- _Given problem_
Write each line word for word, from the line that contains "Would you mind marking the guitar headstock" through the last line of the material below.

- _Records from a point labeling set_
++++
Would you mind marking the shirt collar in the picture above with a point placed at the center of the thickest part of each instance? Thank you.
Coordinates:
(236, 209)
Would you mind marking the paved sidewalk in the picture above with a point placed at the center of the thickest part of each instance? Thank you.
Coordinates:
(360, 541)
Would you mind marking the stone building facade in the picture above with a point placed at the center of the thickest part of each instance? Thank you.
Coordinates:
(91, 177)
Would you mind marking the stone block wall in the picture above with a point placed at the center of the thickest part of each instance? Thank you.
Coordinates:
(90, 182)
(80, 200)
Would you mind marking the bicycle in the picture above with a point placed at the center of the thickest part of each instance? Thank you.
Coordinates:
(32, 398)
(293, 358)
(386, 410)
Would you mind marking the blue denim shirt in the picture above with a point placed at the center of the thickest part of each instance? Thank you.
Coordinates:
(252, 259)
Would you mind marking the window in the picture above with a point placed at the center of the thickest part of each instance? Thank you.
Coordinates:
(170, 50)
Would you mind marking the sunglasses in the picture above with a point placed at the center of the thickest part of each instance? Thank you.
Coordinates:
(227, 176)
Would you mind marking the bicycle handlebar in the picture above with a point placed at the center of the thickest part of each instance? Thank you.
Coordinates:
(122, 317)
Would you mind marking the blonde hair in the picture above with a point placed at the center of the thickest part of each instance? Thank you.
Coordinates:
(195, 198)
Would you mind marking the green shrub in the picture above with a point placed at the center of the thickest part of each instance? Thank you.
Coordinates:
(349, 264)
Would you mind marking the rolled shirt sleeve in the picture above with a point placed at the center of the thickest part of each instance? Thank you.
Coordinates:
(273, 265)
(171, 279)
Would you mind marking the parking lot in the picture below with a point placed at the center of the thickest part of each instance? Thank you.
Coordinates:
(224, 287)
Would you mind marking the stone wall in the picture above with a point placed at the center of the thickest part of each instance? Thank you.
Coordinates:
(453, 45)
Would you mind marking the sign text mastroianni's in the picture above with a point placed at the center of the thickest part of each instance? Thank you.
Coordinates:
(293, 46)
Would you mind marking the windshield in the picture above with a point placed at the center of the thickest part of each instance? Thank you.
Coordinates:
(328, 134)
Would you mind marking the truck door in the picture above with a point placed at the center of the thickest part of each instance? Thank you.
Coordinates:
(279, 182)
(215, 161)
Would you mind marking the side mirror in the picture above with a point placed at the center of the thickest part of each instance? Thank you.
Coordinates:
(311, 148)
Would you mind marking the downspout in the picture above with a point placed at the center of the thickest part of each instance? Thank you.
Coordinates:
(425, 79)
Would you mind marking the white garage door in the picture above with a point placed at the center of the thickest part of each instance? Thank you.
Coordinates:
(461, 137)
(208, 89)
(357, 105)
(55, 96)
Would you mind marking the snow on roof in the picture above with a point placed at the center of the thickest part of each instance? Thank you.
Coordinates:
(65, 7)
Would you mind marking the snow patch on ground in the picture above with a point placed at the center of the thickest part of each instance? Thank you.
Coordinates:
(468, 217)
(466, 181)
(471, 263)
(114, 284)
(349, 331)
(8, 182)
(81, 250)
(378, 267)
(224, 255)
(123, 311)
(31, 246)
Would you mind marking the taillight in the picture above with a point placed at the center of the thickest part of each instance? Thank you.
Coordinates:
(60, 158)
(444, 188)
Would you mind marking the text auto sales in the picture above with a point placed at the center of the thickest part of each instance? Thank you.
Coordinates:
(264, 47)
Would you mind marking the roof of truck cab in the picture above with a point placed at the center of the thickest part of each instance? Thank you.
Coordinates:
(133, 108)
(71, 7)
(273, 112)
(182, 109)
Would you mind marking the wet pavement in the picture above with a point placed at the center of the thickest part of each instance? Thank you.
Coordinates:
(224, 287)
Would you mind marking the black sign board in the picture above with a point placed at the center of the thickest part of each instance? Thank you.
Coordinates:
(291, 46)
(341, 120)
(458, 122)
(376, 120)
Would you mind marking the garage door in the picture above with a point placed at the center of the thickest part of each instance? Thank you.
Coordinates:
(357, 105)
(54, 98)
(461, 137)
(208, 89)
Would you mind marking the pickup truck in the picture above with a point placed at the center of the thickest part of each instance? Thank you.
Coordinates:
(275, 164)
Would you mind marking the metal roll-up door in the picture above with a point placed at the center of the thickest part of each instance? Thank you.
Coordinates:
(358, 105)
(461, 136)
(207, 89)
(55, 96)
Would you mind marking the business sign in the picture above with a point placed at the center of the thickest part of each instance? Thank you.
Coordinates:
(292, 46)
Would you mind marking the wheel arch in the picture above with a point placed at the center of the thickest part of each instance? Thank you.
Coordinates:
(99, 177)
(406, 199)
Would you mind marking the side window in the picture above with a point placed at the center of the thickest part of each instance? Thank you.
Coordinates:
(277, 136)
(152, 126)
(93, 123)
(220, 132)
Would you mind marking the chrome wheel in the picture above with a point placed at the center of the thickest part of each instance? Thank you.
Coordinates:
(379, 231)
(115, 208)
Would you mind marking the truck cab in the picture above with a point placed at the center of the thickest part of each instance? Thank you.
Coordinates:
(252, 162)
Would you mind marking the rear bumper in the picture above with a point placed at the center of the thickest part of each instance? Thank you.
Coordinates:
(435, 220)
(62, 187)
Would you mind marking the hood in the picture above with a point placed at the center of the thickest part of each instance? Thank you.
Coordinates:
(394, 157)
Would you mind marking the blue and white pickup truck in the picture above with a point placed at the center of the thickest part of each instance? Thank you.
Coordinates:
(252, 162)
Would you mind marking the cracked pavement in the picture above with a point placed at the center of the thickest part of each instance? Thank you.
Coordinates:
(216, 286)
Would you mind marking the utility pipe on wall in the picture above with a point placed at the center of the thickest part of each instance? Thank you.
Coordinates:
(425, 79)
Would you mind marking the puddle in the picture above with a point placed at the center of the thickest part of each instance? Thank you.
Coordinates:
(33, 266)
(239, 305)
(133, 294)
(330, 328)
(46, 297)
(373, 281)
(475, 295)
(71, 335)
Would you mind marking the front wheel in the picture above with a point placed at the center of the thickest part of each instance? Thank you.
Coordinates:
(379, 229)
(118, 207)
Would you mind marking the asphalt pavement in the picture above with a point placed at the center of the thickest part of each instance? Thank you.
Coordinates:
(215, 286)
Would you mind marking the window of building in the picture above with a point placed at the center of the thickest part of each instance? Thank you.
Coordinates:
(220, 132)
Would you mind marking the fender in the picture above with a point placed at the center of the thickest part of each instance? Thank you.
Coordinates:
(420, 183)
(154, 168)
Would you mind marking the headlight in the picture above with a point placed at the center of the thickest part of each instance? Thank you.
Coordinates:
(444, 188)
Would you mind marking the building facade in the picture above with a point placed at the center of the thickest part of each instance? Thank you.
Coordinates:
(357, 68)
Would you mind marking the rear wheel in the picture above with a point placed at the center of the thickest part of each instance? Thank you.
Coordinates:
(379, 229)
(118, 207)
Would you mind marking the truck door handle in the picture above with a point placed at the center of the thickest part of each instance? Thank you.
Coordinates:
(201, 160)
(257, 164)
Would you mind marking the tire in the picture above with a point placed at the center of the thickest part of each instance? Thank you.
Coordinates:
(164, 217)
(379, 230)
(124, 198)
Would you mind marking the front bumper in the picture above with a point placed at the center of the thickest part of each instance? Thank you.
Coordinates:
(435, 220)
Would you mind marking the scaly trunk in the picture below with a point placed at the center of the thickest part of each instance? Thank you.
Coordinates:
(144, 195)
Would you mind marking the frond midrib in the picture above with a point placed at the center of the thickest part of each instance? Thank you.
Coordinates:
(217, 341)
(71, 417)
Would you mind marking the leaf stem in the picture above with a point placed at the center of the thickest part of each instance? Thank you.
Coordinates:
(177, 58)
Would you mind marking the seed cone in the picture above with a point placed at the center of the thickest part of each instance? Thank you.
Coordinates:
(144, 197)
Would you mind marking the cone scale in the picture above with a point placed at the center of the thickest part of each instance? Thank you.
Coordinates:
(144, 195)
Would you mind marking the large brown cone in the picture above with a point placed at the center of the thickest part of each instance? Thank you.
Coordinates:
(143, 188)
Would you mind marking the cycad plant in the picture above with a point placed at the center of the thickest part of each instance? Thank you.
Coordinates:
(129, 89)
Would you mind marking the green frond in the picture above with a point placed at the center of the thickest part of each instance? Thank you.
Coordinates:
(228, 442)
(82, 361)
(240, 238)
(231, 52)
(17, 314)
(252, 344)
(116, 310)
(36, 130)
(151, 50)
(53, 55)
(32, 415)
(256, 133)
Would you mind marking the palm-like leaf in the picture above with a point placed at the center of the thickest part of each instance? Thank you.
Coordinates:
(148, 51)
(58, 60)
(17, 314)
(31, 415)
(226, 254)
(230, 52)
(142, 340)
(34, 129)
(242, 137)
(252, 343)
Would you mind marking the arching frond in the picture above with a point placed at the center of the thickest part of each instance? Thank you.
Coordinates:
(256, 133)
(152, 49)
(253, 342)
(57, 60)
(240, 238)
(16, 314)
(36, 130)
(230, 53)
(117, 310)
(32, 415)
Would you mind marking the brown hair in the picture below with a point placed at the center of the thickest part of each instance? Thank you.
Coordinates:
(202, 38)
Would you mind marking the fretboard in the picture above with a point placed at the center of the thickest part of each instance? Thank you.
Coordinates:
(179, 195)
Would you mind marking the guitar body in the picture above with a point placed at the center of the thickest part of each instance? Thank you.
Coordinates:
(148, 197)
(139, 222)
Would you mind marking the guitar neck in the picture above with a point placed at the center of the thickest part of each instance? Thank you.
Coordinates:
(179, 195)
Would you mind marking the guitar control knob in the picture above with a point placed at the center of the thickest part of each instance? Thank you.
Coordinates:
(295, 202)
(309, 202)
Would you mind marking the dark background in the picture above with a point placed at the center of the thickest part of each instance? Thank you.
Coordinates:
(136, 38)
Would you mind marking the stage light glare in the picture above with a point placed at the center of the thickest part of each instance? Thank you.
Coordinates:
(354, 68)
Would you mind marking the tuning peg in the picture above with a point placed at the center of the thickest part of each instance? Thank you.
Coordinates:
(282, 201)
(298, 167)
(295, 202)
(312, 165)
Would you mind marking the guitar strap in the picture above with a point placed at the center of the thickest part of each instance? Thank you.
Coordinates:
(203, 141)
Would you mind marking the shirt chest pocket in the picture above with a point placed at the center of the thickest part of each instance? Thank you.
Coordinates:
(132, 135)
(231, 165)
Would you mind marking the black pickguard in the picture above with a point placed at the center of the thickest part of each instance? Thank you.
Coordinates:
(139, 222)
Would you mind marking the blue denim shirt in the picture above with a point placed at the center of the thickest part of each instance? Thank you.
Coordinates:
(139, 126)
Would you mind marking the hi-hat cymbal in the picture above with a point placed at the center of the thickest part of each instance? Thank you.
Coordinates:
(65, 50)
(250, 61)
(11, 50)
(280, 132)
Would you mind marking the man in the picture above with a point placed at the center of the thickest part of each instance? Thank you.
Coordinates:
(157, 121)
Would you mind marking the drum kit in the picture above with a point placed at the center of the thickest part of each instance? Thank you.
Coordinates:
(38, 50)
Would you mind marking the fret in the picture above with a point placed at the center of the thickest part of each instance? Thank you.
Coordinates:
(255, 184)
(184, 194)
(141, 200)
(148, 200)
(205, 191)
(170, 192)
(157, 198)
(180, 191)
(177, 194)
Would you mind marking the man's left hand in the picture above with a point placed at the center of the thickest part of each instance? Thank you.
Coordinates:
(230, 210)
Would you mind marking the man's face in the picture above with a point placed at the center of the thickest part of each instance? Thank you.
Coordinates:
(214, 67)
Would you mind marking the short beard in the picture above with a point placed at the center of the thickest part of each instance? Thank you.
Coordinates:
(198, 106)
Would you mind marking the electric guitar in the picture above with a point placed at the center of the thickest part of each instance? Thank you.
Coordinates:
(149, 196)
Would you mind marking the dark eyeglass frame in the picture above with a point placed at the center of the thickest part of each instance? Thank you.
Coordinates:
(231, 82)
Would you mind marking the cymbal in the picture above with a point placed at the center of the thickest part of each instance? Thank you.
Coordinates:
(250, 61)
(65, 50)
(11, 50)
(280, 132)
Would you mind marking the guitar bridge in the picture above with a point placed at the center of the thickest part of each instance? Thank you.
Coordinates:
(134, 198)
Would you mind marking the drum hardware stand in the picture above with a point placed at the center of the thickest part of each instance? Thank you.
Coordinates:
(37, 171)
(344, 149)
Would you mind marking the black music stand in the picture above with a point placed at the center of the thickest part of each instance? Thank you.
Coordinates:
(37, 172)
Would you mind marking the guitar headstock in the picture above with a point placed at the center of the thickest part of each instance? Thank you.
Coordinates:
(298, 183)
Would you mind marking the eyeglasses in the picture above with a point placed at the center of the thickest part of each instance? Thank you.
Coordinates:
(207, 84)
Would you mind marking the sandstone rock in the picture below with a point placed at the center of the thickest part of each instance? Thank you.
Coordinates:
++++
- _Exercise solution_
Would you mind marking the guitar headstock in the picture above with a point placed at the center of the thickest part of each instance? Thank you.
Coordinates:
(298, 183)
Would you mind marking the eyeglasses in the picture above with a point placed at the center of the thickest part of each instance? Thank you.
Coordinates:
(207, 84)
Would you mind marking the sandstone rock in the picture below with a point placed at the center of the thickest part of each instance? Thank you.
Coordinates:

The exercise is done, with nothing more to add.